** start of Data for processing **
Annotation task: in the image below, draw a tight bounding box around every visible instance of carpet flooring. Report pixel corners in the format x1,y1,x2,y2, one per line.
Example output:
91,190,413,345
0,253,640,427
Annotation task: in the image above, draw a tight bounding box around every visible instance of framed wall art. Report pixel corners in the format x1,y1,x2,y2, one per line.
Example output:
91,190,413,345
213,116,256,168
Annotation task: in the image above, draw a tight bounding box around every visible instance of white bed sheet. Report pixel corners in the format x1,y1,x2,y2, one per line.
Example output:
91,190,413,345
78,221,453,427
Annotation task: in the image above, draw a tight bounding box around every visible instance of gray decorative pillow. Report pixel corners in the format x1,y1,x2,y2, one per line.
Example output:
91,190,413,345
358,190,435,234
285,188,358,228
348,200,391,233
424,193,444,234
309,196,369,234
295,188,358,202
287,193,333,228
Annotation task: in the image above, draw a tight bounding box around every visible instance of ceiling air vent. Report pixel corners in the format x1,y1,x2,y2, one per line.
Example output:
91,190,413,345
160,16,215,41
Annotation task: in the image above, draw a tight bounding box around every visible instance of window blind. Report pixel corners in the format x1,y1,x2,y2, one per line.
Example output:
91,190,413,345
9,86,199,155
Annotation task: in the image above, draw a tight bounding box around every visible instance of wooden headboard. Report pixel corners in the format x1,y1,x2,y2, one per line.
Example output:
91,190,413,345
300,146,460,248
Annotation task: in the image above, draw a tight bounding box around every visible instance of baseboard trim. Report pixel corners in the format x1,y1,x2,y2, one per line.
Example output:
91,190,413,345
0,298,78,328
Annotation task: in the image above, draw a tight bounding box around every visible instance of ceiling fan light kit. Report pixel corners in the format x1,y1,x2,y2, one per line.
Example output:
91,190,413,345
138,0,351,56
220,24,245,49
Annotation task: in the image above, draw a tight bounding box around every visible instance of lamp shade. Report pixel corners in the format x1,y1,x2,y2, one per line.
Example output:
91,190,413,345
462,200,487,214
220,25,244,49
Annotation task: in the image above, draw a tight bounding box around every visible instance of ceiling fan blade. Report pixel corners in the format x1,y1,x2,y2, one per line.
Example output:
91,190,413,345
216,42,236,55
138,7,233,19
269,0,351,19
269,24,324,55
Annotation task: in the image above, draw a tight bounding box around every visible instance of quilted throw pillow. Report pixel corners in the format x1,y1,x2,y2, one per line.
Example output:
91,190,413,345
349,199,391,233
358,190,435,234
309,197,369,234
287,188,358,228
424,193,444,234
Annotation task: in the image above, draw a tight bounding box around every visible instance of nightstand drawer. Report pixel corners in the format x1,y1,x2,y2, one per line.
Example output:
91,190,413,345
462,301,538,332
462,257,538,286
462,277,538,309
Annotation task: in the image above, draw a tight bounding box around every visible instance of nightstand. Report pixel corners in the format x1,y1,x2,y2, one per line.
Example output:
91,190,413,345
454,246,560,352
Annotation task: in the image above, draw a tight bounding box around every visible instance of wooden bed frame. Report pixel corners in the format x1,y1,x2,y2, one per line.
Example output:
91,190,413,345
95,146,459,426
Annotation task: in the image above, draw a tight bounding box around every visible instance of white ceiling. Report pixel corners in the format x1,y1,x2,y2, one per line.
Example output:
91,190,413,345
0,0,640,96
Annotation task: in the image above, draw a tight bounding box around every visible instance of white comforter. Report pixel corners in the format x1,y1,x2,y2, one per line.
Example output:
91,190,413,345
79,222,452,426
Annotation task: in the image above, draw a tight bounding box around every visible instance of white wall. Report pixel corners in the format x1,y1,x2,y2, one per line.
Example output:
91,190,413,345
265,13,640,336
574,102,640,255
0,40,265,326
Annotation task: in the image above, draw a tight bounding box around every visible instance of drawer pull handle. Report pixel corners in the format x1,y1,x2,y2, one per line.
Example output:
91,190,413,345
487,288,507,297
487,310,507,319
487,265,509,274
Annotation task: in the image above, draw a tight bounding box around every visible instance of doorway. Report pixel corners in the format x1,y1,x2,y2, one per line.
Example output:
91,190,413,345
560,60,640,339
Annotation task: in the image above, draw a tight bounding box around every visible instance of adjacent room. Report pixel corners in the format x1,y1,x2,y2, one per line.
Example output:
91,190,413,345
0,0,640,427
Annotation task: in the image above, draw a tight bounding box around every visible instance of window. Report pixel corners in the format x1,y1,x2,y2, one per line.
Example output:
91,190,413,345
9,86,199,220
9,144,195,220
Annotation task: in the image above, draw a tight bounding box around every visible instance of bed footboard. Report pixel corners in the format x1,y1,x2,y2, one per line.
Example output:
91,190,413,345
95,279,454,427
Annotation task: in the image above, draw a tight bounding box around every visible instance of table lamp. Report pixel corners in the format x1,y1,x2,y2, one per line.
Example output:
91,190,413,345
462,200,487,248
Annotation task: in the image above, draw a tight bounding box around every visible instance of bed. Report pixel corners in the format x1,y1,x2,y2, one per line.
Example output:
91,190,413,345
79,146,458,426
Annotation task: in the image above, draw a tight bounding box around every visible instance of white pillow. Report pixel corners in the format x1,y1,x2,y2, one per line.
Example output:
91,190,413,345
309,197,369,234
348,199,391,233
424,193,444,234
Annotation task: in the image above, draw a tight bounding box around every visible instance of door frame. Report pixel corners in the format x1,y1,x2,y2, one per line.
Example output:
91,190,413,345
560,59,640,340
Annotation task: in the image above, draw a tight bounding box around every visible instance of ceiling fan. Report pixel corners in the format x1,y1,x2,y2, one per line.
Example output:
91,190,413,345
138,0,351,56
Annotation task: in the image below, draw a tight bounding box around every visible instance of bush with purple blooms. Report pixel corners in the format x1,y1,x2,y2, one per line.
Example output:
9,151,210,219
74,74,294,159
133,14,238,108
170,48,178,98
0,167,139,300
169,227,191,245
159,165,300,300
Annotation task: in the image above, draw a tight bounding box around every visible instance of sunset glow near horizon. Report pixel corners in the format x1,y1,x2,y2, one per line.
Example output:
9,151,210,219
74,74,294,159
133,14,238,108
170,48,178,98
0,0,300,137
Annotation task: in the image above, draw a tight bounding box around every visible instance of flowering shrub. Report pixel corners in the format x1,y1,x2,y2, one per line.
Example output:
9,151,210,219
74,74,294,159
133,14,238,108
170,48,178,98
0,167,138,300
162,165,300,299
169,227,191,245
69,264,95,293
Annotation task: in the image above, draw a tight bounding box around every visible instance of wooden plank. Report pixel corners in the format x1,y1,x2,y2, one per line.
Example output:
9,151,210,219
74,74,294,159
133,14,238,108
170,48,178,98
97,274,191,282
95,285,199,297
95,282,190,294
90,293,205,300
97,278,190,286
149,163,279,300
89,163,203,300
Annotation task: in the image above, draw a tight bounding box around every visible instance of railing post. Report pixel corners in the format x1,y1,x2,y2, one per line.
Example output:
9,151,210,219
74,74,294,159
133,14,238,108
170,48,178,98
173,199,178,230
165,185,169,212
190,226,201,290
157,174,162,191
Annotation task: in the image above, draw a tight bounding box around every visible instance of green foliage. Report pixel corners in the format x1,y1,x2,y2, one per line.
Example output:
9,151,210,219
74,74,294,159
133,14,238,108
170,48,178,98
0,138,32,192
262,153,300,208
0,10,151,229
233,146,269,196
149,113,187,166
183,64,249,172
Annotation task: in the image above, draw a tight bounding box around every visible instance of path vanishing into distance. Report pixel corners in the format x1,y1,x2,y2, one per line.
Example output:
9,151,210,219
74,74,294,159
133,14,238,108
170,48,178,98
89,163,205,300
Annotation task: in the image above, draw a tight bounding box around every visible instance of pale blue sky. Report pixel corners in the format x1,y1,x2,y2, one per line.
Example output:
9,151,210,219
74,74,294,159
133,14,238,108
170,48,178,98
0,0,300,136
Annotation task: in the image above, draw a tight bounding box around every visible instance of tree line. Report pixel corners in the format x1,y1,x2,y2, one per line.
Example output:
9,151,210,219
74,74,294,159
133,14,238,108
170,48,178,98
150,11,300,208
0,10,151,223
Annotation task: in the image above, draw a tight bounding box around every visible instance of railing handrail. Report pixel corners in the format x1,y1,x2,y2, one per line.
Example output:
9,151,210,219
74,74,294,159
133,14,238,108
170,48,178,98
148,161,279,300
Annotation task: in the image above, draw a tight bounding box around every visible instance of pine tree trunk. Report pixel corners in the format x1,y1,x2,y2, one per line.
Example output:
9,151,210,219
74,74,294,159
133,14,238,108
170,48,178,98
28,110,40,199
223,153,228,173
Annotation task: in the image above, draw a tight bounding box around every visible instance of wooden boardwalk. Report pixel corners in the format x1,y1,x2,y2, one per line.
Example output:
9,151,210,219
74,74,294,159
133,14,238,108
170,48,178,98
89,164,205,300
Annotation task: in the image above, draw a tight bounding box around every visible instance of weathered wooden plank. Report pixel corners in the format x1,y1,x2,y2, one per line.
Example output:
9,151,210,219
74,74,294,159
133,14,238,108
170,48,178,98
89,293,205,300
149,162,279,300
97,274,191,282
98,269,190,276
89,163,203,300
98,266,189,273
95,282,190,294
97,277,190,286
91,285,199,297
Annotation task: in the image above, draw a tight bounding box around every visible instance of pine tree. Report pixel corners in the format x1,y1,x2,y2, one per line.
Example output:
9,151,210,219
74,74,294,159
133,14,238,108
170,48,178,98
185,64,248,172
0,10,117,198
** end of Data for processing **
## Aim
Convert the lines of the records from the one containing "instance of nightstand." through the one containing "95,146,459,426" into a JSON list of strings, one string per line with blank lines omitted.

## Response below
[
  "Annotation task: in the image above, draw a tight bounding box around every visible instance of nightstand. Report pixel corners in the format x1,y1,x2,y2, one per line.",
  "Example output:",
  "91,190,413,345",
  "454,246,560,352",
  "Annotation task: in the image above, draw a tight bounding box around every visible instance of wooden bed frame. Report pixel corners in the format x1,y1,x2,y2, one per line.",
  "Example output:",
  "91,190,413,345",
  "95,146,459,426"
]